▶ TO BE DONE
Output the material exactly, but drop every image it holds.

▶ Entries from a dataset

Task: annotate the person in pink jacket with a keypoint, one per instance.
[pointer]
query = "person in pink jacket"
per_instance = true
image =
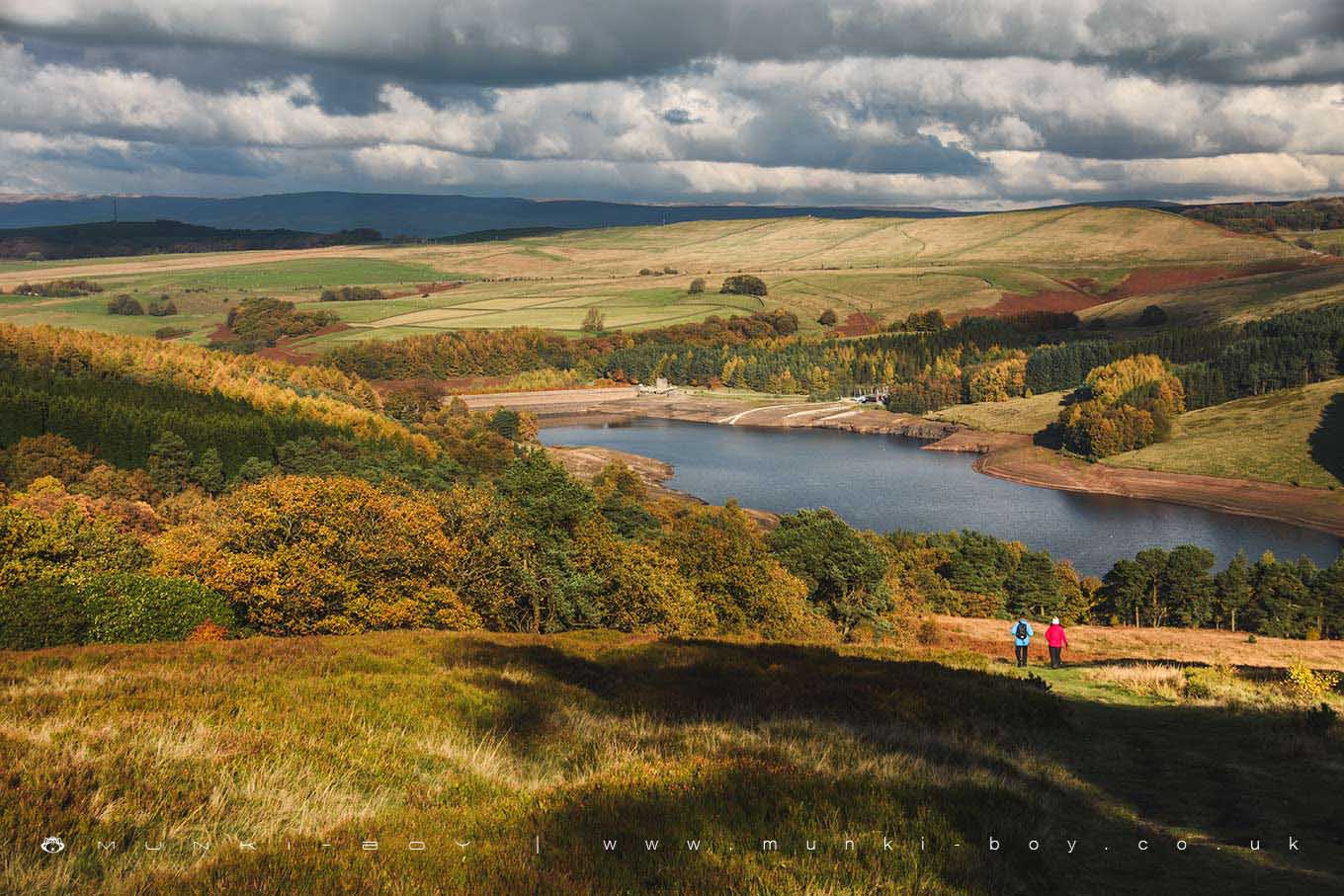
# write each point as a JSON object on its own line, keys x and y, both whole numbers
{"x": 1056, "y": 639}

▶ THE COMPLETED TASK
Task: annotate the person in pink jacket with a keypoint, one per instance.
[pointer]
query = "person in pink jacket"
per_instance = true
image =
# write each point as a JSON object on its own line, keys x and y, both whole numbers
{"x": 1056, "y": 639}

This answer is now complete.